課題: 「TARGET = grass verge」を含む行から素材の最後までの行だけを、「one line」を「a single line」に置き換えて修正し、ほかは一切変えずに示すこと。

保存済みエントリ:

+ + + +

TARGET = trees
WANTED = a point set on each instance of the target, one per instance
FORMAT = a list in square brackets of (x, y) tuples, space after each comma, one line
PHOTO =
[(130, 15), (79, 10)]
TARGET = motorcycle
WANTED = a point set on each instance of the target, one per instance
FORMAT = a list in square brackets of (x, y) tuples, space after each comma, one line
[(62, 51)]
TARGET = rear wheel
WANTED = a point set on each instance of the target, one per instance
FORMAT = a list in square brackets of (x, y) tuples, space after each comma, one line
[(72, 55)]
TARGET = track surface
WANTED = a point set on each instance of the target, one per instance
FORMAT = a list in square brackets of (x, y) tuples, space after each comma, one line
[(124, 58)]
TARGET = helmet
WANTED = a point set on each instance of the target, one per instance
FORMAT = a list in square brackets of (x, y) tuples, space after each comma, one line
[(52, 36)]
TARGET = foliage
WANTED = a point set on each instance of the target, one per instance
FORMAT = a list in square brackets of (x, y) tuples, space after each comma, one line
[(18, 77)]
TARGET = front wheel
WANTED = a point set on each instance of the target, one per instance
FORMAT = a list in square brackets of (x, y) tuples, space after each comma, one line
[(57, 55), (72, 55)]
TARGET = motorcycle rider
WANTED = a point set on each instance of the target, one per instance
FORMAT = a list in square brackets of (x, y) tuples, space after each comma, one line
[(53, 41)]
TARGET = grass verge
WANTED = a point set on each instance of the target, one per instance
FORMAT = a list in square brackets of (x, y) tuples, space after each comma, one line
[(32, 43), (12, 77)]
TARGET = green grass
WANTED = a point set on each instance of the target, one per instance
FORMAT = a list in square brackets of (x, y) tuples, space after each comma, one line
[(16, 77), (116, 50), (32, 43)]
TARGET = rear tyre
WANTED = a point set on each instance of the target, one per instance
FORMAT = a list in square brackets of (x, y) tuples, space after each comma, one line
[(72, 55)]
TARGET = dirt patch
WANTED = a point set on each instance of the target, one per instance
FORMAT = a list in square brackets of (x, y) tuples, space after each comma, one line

+ + + +

正答:
TARGET = grass verge
WANTED = a point set on each instance of the target, one per instance
FORMAT = a list in square brackets of (x, y) tuples, space after each comma, a single line
[(32, 43), (12, 77)]
TARGET = green grass
WANTED = a point set on each instance of the target, one per instance
FORMAT = a list in square brackets of (x, y) tuples, space after each comma, a single line
[(16, 77), (116, 50), (32, 43)]
TARGET = rear tyre
WANTED = a point set on each instance of the target, one per instance
FORMAT = a list in square brackets of (x, y) tuples, space after each comma, a single line
[(72, 55)]
TARGET = dirt patch
WANTED = a point set on each instance of the target, one per instance
FORMAT = a list in square brackets of (x, y) tuples, space after each comma, a single line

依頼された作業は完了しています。